What is needed is the run of lines from the one with "Target = bright sky" through the close of the data, set down exactly.

[Records of labeled points]
####
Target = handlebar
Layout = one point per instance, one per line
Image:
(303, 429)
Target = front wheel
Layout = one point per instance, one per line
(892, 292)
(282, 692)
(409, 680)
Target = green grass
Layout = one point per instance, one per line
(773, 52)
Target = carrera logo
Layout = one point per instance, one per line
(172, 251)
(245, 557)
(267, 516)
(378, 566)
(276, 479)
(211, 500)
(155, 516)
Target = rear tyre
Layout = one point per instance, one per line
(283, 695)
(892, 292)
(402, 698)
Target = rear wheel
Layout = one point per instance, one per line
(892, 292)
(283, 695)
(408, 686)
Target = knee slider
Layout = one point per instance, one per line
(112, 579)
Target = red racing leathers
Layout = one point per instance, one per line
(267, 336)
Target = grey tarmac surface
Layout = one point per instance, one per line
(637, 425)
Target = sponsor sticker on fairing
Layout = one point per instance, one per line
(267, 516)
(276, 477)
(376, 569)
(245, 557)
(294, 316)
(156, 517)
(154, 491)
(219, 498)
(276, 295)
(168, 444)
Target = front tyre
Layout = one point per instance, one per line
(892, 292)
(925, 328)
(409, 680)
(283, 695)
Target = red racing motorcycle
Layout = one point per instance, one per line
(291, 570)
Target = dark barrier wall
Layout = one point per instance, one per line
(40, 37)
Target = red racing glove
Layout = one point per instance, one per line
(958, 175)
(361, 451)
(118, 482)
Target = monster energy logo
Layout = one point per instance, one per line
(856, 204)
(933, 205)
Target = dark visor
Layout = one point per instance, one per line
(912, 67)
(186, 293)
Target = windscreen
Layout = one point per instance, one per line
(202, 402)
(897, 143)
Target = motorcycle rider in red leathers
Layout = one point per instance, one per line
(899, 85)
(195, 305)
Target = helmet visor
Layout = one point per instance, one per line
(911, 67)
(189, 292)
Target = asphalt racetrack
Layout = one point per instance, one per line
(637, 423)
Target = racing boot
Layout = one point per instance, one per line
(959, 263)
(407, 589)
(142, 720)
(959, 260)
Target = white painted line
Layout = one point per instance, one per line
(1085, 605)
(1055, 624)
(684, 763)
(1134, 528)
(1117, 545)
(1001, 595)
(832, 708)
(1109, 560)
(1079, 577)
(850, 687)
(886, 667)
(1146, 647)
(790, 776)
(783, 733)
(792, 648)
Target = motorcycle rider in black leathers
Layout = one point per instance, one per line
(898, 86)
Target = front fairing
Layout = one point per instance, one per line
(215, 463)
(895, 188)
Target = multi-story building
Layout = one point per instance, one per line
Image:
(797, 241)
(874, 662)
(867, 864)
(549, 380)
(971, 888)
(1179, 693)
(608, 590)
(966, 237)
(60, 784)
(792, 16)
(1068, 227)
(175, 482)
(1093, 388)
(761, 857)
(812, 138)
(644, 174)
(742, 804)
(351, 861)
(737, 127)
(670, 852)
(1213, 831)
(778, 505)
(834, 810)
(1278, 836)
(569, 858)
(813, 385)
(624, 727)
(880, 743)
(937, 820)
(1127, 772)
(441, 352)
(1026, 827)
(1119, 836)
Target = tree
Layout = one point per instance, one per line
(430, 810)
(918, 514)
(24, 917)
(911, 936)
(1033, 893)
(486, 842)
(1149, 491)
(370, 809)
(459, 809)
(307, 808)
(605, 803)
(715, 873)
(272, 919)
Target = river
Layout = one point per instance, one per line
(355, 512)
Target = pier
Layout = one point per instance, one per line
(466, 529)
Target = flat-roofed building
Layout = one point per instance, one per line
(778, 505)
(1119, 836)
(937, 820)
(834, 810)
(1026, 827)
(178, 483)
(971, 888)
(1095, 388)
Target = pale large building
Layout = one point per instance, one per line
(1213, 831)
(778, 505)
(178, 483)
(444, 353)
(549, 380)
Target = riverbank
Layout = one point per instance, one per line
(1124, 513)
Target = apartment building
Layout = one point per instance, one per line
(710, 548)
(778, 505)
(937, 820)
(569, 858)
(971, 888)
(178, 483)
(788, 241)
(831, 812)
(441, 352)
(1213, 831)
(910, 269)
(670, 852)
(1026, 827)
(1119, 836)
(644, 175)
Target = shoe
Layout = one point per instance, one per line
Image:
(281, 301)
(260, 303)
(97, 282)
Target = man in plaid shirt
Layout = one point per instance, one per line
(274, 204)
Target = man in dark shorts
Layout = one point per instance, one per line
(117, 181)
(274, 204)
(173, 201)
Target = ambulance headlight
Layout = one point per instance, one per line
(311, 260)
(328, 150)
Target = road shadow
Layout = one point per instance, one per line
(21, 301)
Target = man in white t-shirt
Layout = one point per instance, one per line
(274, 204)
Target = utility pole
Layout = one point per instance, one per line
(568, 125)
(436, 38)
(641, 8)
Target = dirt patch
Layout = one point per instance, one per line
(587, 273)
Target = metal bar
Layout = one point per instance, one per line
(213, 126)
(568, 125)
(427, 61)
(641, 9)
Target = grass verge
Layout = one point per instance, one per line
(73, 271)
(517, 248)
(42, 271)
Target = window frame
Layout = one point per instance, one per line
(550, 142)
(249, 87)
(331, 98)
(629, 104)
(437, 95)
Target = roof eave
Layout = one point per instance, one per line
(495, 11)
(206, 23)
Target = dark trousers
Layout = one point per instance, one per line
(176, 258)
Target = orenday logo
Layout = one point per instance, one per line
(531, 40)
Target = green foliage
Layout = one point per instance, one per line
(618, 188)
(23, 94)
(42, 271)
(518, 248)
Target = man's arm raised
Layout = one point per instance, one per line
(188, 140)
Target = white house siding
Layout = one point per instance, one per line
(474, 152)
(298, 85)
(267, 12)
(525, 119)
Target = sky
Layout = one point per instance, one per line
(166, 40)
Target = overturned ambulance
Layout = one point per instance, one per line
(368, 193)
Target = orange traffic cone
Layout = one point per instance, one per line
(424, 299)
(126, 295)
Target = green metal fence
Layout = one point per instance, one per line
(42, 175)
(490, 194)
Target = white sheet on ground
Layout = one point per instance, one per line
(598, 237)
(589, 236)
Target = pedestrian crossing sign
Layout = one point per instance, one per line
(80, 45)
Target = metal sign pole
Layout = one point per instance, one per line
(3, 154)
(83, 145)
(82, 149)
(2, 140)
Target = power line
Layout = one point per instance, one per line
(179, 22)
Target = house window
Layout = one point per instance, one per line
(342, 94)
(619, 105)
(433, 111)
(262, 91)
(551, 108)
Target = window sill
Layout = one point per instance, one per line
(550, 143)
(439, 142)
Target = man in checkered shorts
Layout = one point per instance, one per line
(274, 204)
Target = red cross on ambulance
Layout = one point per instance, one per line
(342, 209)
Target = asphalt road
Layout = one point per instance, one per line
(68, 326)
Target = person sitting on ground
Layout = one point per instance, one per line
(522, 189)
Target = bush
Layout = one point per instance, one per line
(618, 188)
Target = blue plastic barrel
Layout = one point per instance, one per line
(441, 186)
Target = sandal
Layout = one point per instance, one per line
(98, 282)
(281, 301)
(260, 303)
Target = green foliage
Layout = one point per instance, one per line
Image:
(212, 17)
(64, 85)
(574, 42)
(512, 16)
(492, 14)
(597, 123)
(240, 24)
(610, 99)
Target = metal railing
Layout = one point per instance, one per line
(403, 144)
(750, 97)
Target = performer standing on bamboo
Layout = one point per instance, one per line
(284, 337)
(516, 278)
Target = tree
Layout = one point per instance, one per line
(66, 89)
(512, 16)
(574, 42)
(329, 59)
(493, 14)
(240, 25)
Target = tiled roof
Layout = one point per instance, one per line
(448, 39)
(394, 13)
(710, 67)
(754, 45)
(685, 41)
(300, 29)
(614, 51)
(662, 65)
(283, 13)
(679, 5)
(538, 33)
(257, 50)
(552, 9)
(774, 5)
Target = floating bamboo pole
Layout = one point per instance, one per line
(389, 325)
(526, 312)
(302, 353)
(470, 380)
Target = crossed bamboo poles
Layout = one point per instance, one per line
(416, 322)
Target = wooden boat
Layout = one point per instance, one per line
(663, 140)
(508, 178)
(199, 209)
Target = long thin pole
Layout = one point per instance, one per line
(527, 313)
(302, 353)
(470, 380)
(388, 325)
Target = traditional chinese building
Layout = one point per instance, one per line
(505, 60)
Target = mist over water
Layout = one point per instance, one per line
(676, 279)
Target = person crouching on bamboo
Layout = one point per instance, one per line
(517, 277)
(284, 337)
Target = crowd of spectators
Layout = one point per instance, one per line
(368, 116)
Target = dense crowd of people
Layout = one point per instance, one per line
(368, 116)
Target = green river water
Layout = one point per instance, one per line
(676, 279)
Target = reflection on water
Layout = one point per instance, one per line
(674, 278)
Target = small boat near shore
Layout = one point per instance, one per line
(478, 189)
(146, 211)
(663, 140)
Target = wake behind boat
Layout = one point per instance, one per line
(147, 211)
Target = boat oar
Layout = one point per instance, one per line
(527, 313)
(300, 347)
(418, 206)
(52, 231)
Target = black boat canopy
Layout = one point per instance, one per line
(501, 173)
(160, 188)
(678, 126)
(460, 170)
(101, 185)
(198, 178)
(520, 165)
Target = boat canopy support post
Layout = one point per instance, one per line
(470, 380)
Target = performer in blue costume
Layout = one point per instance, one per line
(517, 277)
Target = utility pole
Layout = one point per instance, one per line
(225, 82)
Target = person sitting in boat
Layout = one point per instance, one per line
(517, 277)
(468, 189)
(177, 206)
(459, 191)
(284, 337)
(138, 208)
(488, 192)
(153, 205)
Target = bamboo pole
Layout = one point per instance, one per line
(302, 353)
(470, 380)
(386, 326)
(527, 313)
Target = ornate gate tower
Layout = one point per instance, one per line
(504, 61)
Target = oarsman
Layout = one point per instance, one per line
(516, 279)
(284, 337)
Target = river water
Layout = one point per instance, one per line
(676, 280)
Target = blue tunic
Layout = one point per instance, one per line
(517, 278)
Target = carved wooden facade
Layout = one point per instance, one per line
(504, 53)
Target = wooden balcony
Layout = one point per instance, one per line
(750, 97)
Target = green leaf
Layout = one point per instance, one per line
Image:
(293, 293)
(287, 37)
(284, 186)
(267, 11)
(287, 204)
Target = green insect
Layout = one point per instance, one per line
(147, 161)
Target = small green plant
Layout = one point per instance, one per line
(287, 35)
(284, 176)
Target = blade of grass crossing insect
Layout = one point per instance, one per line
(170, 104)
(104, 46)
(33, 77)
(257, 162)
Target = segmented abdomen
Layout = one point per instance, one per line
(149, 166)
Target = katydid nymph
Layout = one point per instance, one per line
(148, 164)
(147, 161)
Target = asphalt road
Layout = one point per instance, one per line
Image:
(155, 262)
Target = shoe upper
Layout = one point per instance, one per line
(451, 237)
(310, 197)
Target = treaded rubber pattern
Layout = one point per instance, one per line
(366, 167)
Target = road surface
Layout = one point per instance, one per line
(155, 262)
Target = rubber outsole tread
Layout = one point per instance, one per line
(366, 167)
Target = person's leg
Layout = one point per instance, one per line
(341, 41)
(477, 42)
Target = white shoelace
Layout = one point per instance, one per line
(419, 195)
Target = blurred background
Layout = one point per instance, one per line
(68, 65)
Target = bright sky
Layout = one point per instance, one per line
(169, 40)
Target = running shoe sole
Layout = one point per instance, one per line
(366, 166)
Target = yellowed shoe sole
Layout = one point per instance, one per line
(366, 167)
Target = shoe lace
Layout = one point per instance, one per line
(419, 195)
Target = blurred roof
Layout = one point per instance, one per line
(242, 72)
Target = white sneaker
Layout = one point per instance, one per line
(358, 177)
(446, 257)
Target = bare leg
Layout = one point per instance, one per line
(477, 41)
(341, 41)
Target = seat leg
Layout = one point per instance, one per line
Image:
####
COMPLETED TASK
Target = bright sky
Layout = one point per instance, one per line
(169, 40)
Target = running shoe sole
Layout = one point per instance, one per line
(366, 166)
Target = yellowed shoe sole
Layout = one point per instance, one per line
(366, 167)
Target = shoe lace
Layout = one point per instance, one per line
(419, 195)
Target = blurred roof
Layout = one point per instance, one per line
(242, 72)
Target = white sneaker
Layout = one point per instance, one per line
(358, 177)
(446, 257)
Target = bare leg
Layout = one point per instance, one per line
(477, 41)
(341, 41)
Target = seat leg
Layout = one point per instance, one per line
Image:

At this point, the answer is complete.